• TASK STATEMENT
Reproduce the listing below in full and without alteration, apart from its pictures.
******************************
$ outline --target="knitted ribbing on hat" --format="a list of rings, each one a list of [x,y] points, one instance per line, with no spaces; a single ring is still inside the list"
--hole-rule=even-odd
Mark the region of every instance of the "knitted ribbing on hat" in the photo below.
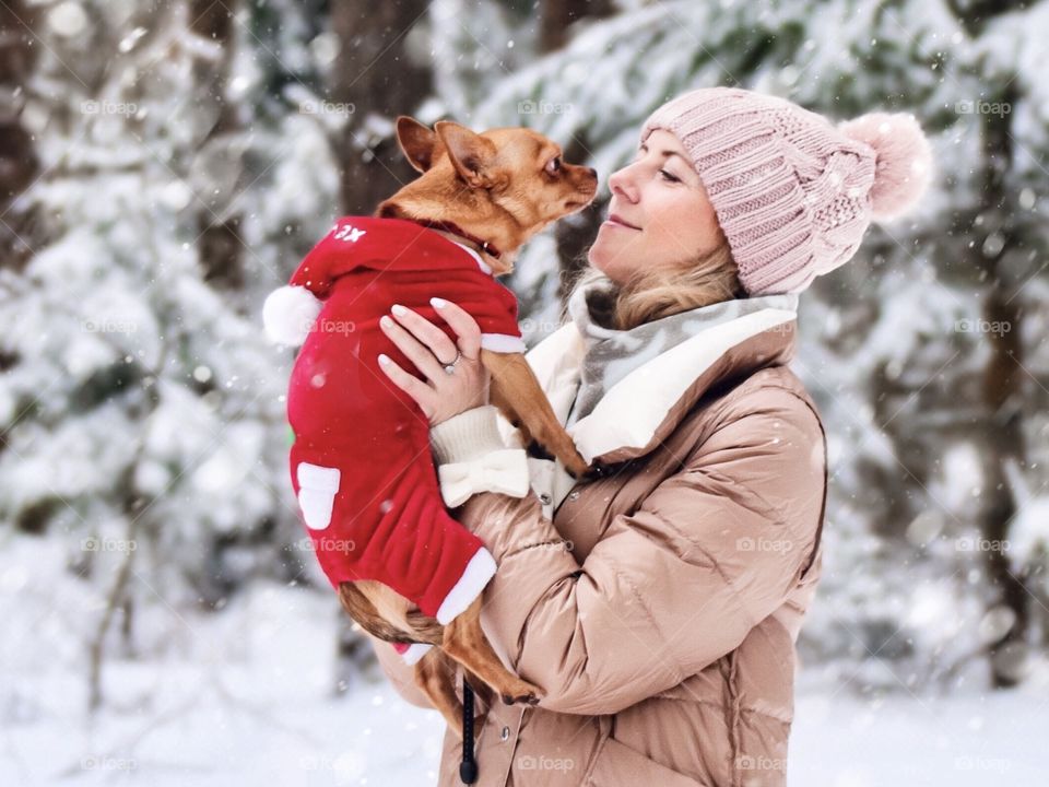
[[[776,96],[692,91],[645,121],[688,151],[740,281],[752,295],[800,292],[847,262],[872,219],[905,213],[928,186],[929,143],[910,115],[835,126]]]

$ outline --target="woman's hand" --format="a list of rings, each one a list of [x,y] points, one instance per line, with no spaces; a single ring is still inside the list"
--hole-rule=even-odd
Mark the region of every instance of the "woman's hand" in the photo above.
[[[408,393],[436,426],[452,415],[488,402],[491,375],[481,363],[481,328],[476,320],[450,301],[432,298],[431,303],[456,332],[457,341],[422,315],[400,305],[379,320],[390,340],[427,377],[427,383],[409,374],[386,354],[379,355],[379,368]],[[403,309],[399,314],[399,310]],[[458,346],[457,346],[458,345]],[[456,351],[461,353],[455,373],[445,372]]]

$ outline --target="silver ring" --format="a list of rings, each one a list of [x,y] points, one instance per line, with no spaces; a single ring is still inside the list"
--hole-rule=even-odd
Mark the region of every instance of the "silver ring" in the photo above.
[[[459,363],[459,359],[461,359],[461,357],[462,357],[462,353],[461,353],[461,352],[459,351],[459,349],[457,348],[457,349],[456,349],[456,357],[452,359],[451,363],[440,363],[440,361],[438,361],[437,363],[439,363],[441,366],[445,367],[445,374],[455,374],[455,373],[456,373],[456,364]]]

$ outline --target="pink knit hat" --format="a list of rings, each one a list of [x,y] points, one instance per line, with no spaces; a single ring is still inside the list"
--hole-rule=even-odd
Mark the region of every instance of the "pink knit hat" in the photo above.
[[[785,98],[708,87],[653,111],[692,156],[751,295],[801,292],[848,262],[871,220],[907,212],[932,176],[912,115],[835,126]]]

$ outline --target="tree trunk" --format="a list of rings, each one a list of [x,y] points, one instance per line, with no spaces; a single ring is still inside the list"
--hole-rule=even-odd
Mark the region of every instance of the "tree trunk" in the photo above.
[[[1013,105],[1017,92],[1011,83],[994,97],[994,102]],[[1000,603],[1015,614],[1015,623],[1001,639],[989,644],[991,677],[995,686],[1012,686],[1019,682],[1025,639],[1029,621],[1028,591],[1024,580],[1010,569],[1004,544],[1009,526],[1016,515],[1016,496],[1005,474],[1005,462],[1013,458],[1024,467],[1023,435],[1023,344],[1021,299],[1001,270],[1002,260],[1010,251],[1023,245],[1012,226],[1010,205],[1014,203],[1005,189],[1005,175],[1012,168],[1013,141],[1010,136],[1011,114],[980,115],[983,146],[982,216],[988,236],[1000,233],[1004,244],[997,255],[988,256],[986,238],[976,244],[973,256],[982,265],[990,282],[983,302],[980,334],[990,342],[991,357],[983,375],[982,403],[986,416],[982,430],[983,488],[978,512],[979,528],[987,539],[981,550],[987,559],[991,583],[1001,594]],[[986,236],[987,237],[987,236]]]
[[[35,245],[30,237],[32,215],[11,208],[40,171],[33,137],[20,118],[39,51],[32,33],[37,8],[27,8],[24,0],[0,3],[0,94],[9,96],[9,103],[0,106],[0,268],[14,270],[25,266]]]
[[[540,10],[540,51],[561,49],[568,40],[568,27],[574,22],[585,16],[611,16],[612,13],[611,0],[543,0]]]
[[[413,62],[408,48],[411,28],[427,8],[422,0],[332,0],[332,30],[340,43],[332,110],[350,114],[338,150],[346,213],[372,213],[416,175],[398,148],[392,120],[412,114],[432,93],[429,67]],[[388,120],[388,131],[376,132],[369,115]]]
[[[223,48],[222,58],[217,62],[198,60],[193,64],[197,95],[204,101],[217,101],[215,125],[204,139],[204,144],[240,130],[236,107],[223,101],[233,56],[233,14],[236,8],[236,0],[227,0],[225,3],[213,0],[190,2],[190,31],[205,40],[220,44]],[[204,281],[215,286],[238,290],[244,285],[241,216],[227,215],[229,205],[215,202],[212,195],[201,195],[201,198],[208,202],[208,207],[197,215],[197,256],[204,271]]]

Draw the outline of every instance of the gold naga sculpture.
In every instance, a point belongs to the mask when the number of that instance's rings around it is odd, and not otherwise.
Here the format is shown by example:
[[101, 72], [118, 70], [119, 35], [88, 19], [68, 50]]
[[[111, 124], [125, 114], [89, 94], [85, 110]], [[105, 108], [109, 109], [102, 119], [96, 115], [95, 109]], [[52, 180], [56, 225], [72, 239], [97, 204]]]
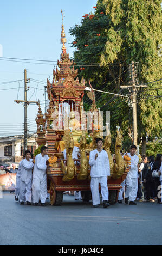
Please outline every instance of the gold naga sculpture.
******************************
• SOLUTION TO THE EXERCISE
$ outline --target="knitted ribbing on hat" --format="a list of rings, each one a list of [x,y] points, one instance per line, with no spaces; a single ring is still inside the list"
--hole-rule=even-odd
Mark the region of every instance of the "knitted ribbing on hat" in the photo below.
[[[776,96],[692,91],[645,121],[688,151],[740,281],[752,295],[800,292],[847,262],[872,219],[905,213],[928,186],[929,143],[910,115],[835,126]]]

$ outline --target="woman's hand" --format="a list of rings, each one a list of [x,y] points, one instance per line, with no spaces; a single ring is still inside the list"
--hole-rule=even-odd
Mark the region of every instance of the "woman's hand" in the photo above.
[[[408,393],[436,426],[452,415],[488,402],[491,375],[481,363],[481,328],[476,320],[450,301],[432,298],[431,303],[456,332],[457,341],[422,315],[400,305],[379,320],[390,340],[427,377],[427,383],[409,374],[386,354],[379,355],[379,368]],[[403,309],[399,314],[399,310]],[[458,346],[457,346],[458,345]],[[456,351],[461,353],[455,373],[445,372]]]

$ outline --target="silver ring" --format="a list of rings, each one a list of [x,y] points, one instance per line, with no spaces; a single ring is still inside the list"
--hole-rule=even-odd
Mark the region of every instance of the "silver ring" in the photo above.
[[[459,363],[459,359],[461,359],[461,357],[462,357],[462,353],[461,353],[461,352],[459,351],[459,349],[457,348],[457,349],[456,349],[456,357],[452,359],[451,363],[440,363],[440,361],[438,361],[437,363],[439,363],[441,366],[445,367],[445,374],[455,374],[455,373],[456,373],[456,364]]]

$ outline --target="pink knit hat" --format="a list of rings, each one a list of [x,y] points, one instance per line, with no spaces; a single ring is still inside the list"
--hole-rule=even-odd
Mark the region of every instance of the "pink knit hat" in the photo above.
[[[785,98],[708,87],[653,111],[692,156],[751,295],[801,292],[848,262],[871,220],[907,212],[932,176],[912,115],[835,126]]]

$ outline --target="tree trunk" --format="a list of rings, each one a list of [x,y] points, one instance per line, with no spaces; a single ring is still inside the list"
--hole-rule=even-odd
Mark the region of every instance of the "tree trunk" in the photo above.
[[[1013,105],[1017,92],[1011,83],[994,97],[994,102]],[[1000,603],[1015,614],[1015,623],[1001,639],[989,644],[991,677],[995,686],[1012,686],[1019,682],[1025,639],[1029,621],[1028,591],[1024,580],[1010,569],[1004,544],[1009,526],[1016,515],[1016,496],[1005,474],[1005,462],[1013,458],[1024,467],[1023,435],[1023,344],[1021,299],[1001,270],[1002,260],[1010,251],[1023,245],[1012,226],[1010,205],[1014,203],[1005,189],[1005,175],[1012,168],[1013,141],[1010,136],[1011,114],[980,115],[983,146],[982,216],[988,236],[1000,233],[1004,244],[997,255],[988,256],[986,238],[976,244],[973,256],[982,265],[990,282],[983,302],[980,334],[990,342],[991,357],[983,375],[982,403],[986,416],[982,430],[983,488],[978,512],[979,528],[987,539],[981,550],[987,559],[991,583],[1001,594]],[[986,236],[987,237],[987,236]]]
[[[35,245],[30,237],[32,215],[11,208],[40,171],[33,137],[20,118],[39,51],[32,33],[37,8],[27,8],[24,0],[0,3],[0,94],[9,96],[9,103],[0,106],[0,268],[14,270],[25,266]]]
[[[540,10],[540,51],[561,49],[568,40],[568,27],[574,22],[585,16],[611,16],[612,13],[611,0],[543,0]]]
[[[413,62],[408,48],[411,28],[427,8],[422,0],[332,0],[332,30],[340,43],[332,110],[350,114],[338,150],[346,213],[372,213],[416,175],[398,148],[392,120],[412,114],[432,93],[429,67]],[[388,120],[388,131],[376,132],[369,115]]]
[[[223,48],[222,58],[217,62],[198,60],[193,64],[197,95],[204,101],[217,101],[215,125],[204,139],[204,144],[240,130],[236,107],[223,101],[233,56],[233,14],[236,8],[236,0],[227,0],[225,3],[213,0],[190,2],[190,31],[205,40],[220,44]],[[204,281],[215,286],[238,290],[244,285],[241,216],[227,215],[229,205],[215,202],[212,195],[201,195],[201,198],[208,202],[208,207],[197,215],[197,256],[204,271]]]

Draw the outline of every instance of the gold naga sculpture.
In every instance, a point belongs to the mask when the number of that instance's rings around it is odd, and not otherwise.
Here the format is shown by example:
[[101, 72], [118, 70], [119, 35], [88, 19], [68, 50]]
[[[111, 124], [125, 114], [89, 94], [85, 110]], [[105, 108], [109, 109], [102, 119], [96, 115], [95, 109]], [[52, 180], [56, 225], [72, 239], [97, 204]]]
Please outline every instance of the gold naga sculpture.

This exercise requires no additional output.